**Provided records:**

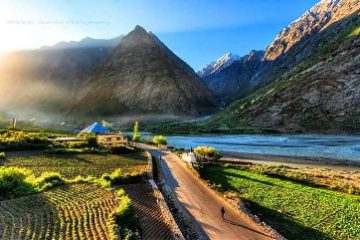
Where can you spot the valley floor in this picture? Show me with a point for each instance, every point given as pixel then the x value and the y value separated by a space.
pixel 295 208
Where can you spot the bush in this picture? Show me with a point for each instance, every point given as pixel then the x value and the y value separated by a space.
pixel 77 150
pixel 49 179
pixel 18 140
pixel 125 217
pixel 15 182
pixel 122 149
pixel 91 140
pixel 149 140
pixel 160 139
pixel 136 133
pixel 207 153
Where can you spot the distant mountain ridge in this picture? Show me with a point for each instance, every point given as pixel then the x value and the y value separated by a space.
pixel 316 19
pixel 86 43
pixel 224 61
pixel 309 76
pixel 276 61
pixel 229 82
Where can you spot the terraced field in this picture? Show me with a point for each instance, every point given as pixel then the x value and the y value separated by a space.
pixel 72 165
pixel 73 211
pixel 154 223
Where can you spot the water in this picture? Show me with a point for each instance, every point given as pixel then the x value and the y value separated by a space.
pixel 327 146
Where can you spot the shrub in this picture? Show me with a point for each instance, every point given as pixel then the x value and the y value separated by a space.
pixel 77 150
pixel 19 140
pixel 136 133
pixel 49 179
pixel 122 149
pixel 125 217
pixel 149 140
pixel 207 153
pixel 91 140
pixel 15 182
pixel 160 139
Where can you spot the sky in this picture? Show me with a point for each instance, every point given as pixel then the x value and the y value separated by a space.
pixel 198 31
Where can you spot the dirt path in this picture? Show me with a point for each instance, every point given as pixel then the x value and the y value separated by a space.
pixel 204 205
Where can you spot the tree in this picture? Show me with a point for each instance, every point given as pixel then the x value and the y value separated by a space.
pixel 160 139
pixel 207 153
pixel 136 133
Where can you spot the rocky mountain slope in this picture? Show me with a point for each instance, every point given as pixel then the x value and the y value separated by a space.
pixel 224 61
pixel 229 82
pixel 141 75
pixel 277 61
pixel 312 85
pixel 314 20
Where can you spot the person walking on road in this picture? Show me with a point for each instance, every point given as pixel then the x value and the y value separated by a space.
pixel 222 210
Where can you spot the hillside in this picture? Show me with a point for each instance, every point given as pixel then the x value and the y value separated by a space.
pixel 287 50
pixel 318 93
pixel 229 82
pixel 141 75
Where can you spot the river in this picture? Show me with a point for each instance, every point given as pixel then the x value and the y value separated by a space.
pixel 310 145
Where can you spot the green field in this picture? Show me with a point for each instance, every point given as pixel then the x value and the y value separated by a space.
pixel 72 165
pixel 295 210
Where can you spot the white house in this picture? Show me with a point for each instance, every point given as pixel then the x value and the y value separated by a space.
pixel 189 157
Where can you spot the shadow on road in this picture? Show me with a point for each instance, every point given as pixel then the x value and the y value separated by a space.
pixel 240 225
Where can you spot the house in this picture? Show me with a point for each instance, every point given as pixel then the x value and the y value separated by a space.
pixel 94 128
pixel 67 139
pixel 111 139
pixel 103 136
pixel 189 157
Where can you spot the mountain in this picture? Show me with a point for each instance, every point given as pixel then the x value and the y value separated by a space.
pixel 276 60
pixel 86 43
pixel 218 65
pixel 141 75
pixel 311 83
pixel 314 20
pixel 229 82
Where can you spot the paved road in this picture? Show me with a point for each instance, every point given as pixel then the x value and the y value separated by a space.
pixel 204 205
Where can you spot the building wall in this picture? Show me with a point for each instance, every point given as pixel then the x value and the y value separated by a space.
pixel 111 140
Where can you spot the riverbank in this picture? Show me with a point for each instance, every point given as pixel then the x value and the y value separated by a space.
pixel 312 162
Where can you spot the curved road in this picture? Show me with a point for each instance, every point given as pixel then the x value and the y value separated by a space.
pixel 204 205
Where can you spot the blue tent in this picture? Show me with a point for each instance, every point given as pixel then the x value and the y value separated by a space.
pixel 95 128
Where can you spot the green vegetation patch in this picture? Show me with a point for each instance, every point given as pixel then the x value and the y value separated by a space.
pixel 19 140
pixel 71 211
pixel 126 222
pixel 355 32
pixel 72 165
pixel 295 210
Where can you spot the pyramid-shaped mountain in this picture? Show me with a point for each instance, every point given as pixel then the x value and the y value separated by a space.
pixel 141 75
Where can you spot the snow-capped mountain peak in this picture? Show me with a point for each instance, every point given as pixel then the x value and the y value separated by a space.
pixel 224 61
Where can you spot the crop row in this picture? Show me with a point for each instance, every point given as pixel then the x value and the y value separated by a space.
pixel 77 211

**Exercise requirements:** Take the line with "Where can you spot the blue" and all lines after it through the end of the records, and write them out exactly; include nothing else.

**Answer area:**
Where can you spot the blue tent in this picture? Show me with a point for each instance, every point given as pixel then the x value and the y value separated by a space.
pixel 95 128
Where can you spot the green vegetation patch in this picture? Show me with a point for each instance, every point given as pixel then the x value and the y value separated by a space.
pixel 19 140
pixel 71 211
pixel 126 222
pixel 355 32
pixel 72 165
pixel 295 210
Where can you spot the pyramid-shaped mountain in this picture? Show me with a point for each instance, every point given as pixel then the x value and the y value separated by a space.
pixel 141 75
Where can you spot the snow-capped mountain peak in this picture? Show me with a point for each instance, every point given as pixel then the x value and the y value separated by a space.
pixel 224 61
Where can you spot the crop row in this picture? Show me with a point for each instance, every point given as pixel then the x value and the y value separated by a space.
pixel 77 211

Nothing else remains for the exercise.